■ **Aim of the task**
Copy out, unchanged, the part of the material below that opens with the line containing "Note: for every instance of the walking" and closes with the line containing "[[348, 133], [58, 154], [208, 154], [62, 153]]", including both of those lines.
## start
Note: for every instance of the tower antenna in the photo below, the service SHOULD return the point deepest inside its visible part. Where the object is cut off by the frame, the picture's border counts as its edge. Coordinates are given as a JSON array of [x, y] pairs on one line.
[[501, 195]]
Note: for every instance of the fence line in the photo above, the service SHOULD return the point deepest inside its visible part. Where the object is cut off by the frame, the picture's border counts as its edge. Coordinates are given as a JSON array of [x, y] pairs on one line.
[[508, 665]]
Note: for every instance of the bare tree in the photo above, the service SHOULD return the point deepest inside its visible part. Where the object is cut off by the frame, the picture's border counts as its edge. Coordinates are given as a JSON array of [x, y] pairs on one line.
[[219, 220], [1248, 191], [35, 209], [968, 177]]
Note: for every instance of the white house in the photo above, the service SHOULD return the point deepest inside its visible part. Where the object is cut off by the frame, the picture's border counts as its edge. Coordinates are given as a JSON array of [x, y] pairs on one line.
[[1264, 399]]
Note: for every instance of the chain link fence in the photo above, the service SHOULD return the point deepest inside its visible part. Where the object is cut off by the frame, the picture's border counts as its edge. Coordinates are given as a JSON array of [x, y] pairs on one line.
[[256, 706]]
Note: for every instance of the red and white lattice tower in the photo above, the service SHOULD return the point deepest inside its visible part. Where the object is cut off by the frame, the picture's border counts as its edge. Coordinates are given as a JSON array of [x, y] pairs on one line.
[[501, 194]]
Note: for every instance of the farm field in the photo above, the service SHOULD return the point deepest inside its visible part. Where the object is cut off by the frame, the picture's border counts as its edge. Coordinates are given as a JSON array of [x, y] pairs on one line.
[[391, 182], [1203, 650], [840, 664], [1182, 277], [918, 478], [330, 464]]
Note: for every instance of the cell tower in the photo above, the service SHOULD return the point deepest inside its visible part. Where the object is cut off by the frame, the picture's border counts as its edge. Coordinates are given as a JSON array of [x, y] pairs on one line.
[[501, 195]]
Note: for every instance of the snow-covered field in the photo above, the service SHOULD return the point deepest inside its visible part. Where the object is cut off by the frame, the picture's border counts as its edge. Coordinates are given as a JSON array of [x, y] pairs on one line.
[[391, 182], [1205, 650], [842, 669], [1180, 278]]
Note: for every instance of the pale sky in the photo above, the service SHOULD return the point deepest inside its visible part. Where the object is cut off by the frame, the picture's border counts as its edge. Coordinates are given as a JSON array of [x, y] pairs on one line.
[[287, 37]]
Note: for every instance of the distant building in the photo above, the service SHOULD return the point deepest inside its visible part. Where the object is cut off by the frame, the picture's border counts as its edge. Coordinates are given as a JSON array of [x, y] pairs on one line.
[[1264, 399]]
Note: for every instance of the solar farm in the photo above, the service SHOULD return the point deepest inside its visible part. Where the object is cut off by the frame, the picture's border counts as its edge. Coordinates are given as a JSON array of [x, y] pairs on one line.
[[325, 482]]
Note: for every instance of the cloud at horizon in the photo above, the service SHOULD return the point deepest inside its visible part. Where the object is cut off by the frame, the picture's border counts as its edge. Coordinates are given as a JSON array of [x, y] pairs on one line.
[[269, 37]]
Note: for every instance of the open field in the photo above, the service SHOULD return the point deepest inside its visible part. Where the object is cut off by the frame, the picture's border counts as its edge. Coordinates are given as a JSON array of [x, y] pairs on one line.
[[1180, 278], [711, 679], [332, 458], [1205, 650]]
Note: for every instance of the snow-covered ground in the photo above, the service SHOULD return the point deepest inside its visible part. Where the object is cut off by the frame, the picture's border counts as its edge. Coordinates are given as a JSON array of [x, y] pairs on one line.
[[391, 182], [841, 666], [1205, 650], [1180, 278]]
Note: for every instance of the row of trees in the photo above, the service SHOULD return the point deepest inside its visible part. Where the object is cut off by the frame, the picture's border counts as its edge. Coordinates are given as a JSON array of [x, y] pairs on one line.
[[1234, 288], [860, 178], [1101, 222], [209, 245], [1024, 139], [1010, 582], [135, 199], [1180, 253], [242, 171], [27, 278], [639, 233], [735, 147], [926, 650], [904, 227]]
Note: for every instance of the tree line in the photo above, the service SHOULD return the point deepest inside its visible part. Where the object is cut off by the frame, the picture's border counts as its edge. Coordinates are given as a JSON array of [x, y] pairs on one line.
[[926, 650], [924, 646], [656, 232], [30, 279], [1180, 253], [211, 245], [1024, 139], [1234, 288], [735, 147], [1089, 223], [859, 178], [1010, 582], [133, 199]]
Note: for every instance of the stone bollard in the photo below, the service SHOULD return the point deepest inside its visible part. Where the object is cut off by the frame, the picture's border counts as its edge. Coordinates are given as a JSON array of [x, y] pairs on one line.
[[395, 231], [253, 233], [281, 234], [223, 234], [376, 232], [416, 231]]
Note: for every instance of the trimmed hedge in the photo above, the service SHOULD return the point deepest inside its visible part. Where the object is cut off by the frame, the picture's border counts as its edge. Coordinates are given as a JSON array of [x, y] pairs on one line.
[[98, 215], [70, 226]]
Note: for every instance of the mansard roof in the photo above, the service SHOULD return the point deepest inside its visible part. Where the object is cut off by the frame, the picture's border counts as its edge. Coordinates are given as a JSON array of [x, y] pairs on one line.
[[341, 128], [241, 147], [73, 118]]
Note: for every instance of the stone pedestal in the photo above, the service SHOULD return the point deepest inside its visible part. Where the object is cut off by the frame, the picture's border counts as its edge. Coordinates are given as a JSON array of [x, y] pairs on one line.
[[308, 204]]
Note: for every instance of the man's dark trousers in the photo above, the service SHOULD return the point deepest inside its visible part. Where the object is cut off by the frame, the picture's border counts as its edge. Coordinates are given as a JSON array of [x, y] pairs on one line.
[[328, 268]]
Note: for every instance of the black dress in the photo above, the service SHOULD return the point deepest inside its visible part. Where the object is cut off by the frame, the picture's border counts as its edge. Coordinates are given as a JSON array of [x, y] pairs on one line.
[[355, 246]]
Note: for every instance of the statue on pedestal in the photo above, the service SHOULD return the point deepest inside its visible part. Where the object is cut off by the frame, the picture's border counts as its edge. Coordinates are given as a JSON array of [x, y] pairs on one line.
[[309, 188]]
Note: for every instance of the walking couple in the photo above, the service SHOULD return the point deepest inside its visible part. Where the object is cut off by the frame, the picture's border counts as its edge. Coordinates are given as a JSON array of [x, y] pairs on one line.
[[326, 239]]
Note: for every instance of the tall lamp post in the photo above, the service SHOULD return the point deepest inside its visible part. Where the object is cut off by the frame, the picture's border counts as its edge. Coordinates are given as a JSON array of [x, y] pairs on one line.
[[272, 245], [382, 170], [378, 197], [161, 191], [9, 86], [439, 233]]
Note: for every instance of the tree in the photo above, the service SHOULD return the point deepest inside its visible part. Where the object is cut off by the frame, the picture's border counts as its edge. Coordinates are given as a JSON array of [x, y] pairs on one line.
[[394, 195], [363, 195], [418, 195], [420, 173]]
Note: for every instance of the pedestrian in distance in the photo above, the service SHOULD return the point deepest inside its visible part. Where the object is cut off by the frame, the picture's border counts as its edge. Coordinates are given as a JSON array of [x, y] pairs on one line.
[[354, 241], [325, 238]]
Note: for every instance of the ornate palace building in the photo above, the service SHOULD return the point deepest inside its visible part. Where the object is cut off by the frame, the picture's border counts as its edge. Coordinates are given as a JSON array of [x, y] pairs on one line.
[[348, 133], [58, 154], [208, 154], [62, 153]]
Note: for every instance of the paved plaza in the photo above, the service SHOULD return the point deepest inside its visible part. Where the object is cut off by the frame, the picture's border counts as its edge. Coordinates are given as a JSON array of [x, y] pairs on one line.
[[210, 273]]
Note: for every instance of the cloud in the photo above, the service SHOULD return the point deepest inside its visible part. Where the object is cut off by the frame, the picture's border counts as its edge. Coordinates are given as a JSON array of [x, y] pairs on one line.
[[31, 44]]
## end
■ **Right answer**
Note: for every instance of the walking couple in the photo above, the service SHOULD return the point deepest inside its visible part. Where the object is cut off by the frame, the picture's border counts as its edge. Coordinates are given as a JSON array of [x, y] pairs on one line.
[[326, 239]]
Note: for every instance of the tall lamp post in the photo above, the service SHOULD return the point deepest inside its visible part. Where the object is cut off by the frame, the picture's border counts as its edge. Coordinates are given as a JSON array of [x, y] pairs on one line.
[[272, 245], [382, 170], [378, 197], [161, 191], [9, 86], [439, 233]]
Note: for every instance of the tree in the photo above, the service SHOULD return the point deepest inside its visible part. Where the object is cut off by the frame, the picture's border counts as its edge. Coordinates are given as a JSON array of [x, y] pairs on one line.
[[394, 195], [363, 195], [418, 195], [420, 173]]
Note: for every instance of the pedestrian in distance in the photo above, the service SHOULD return the point deepest inside its visible part. Where the object is cut off by the frame, the picture's border counts as its edge. Coordinates are given as a JSON array of [x, y] pairs on one line.
[[354, 241], [325, 238]]
Note: for every instance of the ornate palace building in the photo above, the service SHOULD return the point deepest inside its visible part. Where the object is cut off by the frame, the picture's border counts as its edge. Coordinates are given as a JSON array of [x, y] pairs on one line.
[[348, 133], [58, 154], [208, 154], [62, 153]]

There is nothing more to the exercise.